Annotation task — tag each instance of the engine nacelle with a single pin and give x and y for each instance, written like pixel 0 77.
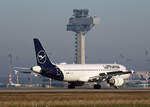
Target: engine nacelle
pixel 36 69
pixel 116 81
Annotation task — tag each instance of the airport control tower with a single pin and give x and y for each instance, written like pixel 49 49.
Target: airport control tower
pixel 81 23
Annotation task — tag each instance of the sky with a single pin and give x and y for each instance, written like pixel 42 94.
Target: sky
pixel 123 35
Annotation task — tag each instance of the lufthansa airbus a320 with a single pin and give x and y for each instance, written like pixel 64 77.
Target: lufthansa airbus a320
pixel 78 74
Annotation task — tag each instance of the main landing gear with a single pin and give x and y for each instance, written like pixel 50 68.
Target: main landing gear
pixel 97 86
pixel 71 86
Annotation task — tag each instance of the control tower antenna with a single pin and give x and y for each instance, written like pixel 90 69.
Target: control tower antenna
pixel 81 23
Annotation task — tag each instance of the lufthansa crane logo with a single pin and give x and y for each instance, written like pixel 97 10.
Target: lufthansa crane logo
pixel 41 57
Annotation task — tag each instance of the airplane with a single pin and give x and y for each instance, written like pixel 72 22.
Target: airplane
pixel 78 74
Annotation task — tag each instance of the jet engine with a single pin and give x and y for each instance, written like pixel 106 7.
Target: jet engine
pixel 116 81
pixel 36 69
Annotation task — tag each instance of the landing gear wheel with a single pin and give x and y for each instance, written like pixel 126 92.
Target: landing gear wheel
pixel 97 86
pixel 70 86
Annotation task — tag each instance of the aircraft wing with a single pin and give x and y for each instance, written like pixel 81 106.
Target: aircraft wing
pixel 107 75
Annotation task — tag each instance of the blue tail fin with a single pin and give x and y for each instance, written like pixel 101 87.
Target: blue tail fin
pixel 41 56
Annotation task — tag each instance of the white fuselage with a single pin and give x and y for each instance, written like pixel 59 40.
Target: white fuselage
pixel 83 72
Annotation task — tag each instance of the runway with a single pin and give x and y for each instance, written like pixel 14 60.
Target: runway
pixel 65 90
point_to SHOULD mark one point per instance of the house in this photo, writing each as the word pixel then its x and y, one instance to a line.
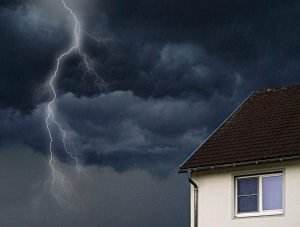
pixel 247 173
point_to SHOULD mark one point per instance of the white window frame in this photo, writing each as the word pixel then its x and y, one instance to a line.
pixel 260 211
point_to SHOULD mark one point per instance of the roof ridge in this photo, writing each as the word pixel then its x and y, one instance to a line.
pixel 275 89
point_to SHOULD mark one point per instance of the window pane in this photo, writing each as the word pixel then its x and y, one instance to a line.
pixel 247 204
pixel 272 193
pixel 247 186
pixel 247 194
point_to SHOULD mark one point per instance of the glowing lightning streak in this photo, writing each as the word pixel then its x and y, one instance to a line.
pixel 50 117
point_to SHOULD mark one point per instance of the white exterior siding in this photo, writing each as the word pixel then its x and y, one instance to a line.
pixel 216 198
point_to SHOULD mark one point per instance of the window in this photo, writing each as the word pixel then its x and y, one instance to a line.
pixel 259 195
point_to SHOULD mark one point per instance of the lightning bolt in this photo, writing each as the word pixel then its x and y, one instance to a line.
pixel 58 178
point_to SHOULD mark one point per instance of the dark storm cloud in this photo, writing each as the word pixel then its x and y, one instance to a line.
pixel 161 59
pixel 173 71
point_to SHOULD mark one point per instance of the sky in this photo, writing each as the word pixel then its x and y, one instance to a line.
pixel 168 73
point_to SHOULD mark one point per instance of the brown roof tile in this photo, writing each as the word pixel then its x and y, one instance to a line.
pixel 266 126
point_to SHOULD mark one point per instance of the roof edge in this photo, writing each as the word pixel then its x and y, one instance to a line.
pixel 245 163
pixel 215 130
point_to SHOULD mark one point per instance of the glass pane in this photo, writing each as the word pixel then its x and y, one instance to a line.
pixel 247 204
pixel 247 186
pixel 272 193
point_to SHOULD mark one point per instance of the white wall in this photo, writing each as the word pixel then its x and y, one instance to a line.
pixel 216 198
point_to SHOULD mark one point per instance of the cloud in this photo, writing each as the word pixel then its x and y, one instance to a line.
pixel 27 200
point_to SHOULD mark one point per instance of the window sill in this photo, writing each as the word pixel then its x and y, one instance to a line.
pixel 258 214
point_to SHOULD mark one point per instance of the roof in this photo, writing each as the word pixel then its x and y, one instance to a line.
pixel 266 127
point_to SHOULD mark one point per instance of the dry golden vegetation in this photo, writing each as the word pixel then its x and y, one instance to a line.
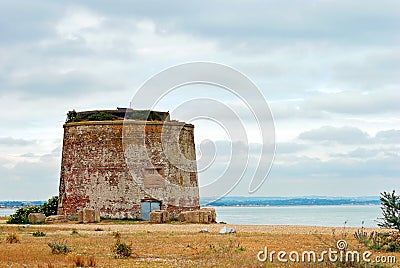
pixel 165 245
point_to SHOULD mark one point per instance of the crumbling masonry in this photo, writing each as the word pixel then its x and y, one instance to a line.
pixel 127 168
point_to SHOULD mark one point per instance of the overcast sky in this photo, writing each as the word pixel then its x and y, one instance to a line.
pixel 330 71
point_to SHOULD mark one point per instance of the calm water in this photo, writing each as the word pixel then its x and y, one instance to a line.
pixel 302 215
pixel 293 215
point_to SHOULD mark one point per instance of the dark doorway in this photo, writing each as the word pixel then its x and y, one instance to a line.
pixel 147 207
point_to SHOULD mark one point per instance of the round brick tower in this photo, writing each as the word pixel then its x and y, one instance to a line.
pixel 127 167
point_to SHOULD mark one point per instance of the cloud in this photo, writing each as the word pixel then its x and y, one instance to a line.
pixel 10 141
pixel 344 135
pixel 30 179
pixel 388 136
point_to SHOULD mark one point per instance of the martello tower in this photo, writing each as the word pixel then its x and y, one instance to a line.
pixel 126 163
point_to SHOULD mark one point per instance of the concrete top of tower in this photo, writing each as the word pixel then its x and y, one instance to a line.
pixel 119 116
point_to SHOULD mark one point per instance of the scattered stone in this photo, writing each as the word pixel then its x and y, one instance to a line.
pixel 56 219
pixel 36 218
pixel 213 214
pixel 88 215
pixel 227 230
pixel 204 215
pixel 159 216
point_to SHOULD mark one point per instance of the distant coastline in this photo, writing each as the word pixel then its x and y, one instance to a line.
pixel 242 201
pixel 288 201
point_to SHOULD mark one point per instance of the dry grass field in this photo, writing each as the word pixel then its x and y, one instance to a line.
pixel 169 245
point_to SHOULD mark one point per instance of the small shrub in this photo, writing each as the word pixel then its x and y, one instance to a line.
pixel 390 242
pixel 116 235
pixel 12 238
pixel 50 207
pixel 79 261
pixel 390 205
pixel 122 250
pixel 74 232
pixel 21 215
pixel 59 248
pixel 38 234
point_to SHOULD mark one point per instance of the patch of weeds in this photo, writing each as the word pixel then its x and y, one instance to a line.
pixel 38 234
pixel 116 235
pixel 121 249
pixel 82 261
pixel 389 242
pixel 59 248
pixel 228 248
pixel 13 238
pixel 74 232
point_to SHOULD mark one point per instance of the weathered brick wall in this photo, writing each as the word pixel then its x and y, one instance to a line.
pixel 94 173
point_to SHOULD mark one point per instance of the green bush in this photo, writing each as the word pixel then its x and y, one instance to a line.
pixel 38 234
pixel 13 238
pixel 101 116
pixel 59 248
pixel 50 207
pixel 390 205
pixel 21 215
pixel 122 250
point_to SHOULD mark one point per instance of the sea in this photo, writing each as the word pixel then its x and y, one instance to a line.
pixel 326 215
pixel 315 215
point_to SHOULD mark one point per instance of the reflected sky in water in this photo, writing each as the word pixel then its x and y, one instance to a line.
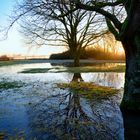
pixel 43 111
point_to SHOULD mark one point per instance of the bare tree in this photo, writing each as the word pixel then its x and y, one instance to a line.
pixel 126 30
pixel 42 24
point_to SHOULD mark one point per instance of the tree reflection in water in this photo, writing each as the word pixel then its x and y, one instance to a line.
pixel 67 115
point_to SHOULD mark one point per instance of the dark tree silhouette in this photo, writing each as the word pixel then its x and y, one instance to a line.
pixel 126 30
pixel 41 24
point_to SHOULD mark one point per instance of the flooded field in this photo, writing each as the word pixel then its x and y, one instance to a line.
pixel 39 110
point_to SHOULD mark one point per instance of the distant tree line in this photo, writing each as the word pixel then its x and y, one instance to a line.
pixel 5 58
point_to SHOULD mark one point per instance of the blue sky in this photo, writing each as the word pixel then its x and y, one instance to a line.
pixel 15 44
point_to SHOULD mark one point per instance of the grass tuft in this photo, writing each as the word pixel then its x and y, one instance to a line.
pixel 89 90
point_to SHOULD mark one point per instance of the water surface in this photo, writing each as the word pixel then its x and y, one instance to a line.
pixel 43 111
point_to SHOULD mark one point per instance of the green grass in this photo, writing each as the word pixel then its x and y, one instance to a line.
pixel 85 69
pixel 10 85
pixel 89 90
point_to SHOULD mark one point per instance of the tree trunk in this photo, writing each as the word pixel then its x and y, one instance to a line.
pixel 76 59
pixel 131 99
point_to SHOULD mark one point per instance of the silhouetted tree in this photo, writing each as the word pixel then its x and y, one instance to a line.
pixel 41 24
pixel 127 30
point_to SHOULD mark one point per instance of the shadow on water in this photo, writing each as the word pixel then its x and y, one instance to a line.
pixel 44 111
pixel 67 115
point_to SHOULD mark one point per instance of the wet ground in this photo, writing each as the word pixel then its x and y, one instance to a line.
pixel 40 110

## Request
Write out verbatim the part of the records that opens with the line containing "point_to SHOULD mark one point per instance of the dry golden" and closes with the line containing "pixel 388 136", including both of those lines, and omit the pictures from your answer.

## Answer to the exercise
point_to SHOULD mark one point per instance of the dry golden vegetation in this photo, writing each as the word pixel then its x and y, one instance to a line.
pixel 165 245
point_to SHOULD mark one point per instance of the crumbling masonry in this photo, writing each as the word pixel then its x and y, one instance to a line.
pixel 127 168
point_to SHOULD mark one point per instance of the overcast sky in this photo, writing each as the word pixel then its x and y, one instance to a line.
pixel 330 71
point_to SHOULD mark one point per instance of the calm water in this photo, writing each as the word pixel then its x and y, one instance to a line.
pixel 302 215
pixel 293 215
point_to SHOULD mark one point per instance of the dark doorway in this photo, writing each as the word pixel then its x and y, one instance to a line.
pixel 147 207
point_to SHOULD mark one point per instance of the round brick tower in this photo, writing each as the word pixel then its x and y, one instance to a line.
pixel 127 167
point_to SHOULD mark one point per instance of the cloud in this photo, writing each as the word pixel then its x and y, one instance to a line.
pixel 10 141
pixel 344 135
pixel 30 179
pixel 388 136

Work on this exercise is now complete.